■ Required work ■
Each of the entries below needs to be given again exactly.

··· Data to use ···

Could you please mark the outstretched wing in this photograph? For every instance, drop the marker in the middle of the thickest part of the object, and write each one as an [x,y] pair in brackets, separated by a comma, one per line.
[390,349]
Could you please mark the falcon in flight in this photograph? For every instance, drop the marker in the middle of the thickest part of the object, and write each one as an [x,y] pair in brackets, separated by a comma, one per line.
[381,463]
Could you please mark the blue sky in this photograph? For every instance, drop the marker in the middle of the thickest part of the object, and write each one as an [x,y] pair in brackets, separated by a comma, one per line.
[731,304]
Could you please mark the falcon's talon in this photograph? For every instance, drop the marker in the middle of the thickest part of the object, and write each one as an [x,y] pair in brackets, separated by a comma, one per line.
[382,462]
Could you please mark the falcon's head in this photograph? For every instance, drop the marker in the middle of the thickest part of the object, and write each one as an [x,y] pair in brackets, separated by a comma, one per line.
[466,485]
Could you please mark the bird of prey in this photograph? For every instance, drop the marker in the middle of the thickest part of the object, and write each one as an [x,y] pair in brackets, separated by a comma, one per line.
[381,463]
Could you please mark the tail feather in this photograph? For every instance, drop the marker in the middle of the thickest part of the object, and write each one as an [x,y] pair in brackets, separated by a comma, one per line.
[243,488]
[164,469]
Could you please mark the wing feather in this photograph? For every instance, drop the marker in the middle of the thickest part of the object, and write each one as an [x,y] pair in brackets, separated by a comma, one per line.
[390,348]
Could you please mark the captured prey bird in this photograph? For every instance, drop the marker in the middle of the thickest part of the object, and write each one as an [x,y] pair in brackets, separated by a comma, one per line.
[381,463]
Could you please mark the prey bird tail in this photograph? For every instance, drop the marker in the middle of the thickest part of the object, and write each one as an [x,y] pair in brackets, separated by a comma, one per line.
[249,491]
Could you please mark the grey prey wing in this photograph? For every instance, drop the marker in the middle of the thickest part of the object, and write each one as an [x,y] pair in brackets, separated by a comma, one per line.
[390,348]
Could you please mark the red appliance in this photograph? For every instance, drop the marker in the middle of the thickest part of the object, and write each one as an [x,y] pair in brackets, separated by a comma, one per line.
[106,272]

···

■ Response ■
Could you please mark the outstretched wing in this photograph? For every instance, drop the marker in the middle of the thickest part of the object, and write each one as an [x,y] pair in brackets, separated by a comma, one per line.
[390,349]
Could you please mark the falcon in flight in this photograph? For every instance, drop the marker in the middle of the thickest part of the object, and write each one as an [x,y] pair in brackets, separated by a comma, one per line.
[381,463]
Could you please mark the blue sky in this photograph? For every instance, drop the marker in the middle of the thickest part of the object, and write each one as an [x,y] pair in brackets, separated by a comma, one per line.
[731,304]
Could you please mark the falcon's talon in this photograph? For every instance, drop the marker in the middle of the thickest part of the object, and write each one as an [x,y] pair in brackets, separated by a comma, one per line.
[382,462]
Could you please mark the falcon's head in this photograph? For every instance, drop the marker in the middle of the thickest part of the object, and write each one as an [x,y] pair in brackets, separated by a comma, one per line.
[466,485]
Could you please mark the bird of prey in this photograph? For every instance, drop the marker in the middle of the thickest part of the object, and write each one as an [x,y] pair in brackets, separated by a comma, one per line.
[381,463]
Could you please mark the tail feather in this photograph? For every instance, drop the marker in the middle of the thickest part of the object, and write each one as an [x,y] pair in brackets, separated by a comma, one per line.
[243,488]
[164,469]
Could you please mark the wing feather in this photograph? For every instance, drop the marker in the middle of the thickest part of the object, and write each one as an [x,y] pair in brackets, separated by a comma, one per line.
[390,348]
Could you please mark the captured prey bird in this photograph? For every instance, drop the marker in the middle of the thickest part of the object, and write each one as an [x,y] pair in brackets, separated by a comma, one per line.
[381,463]
Could you please mark the prey bird tail in this photograph? For every instance, drop the marker in the middle of the thickest part of the object, and write each one as an [x,y] pair in brackets, separated by a comma, one per line.
[249,491]
Could you please mark the grey prey wing in this photograph? For every instance, drop the marker in the middle of the thickest part of the object, and write each one as an [x,y] pair in brackets, separated by a comma, one per line.
[390,348]
Could you please mark the red appliance in this photograph? For every instance, drop the marker in the middle of the thickest part of the object, and write each one as an [x,y] pair in brackets, separated by a comma, one per line.
[106,272]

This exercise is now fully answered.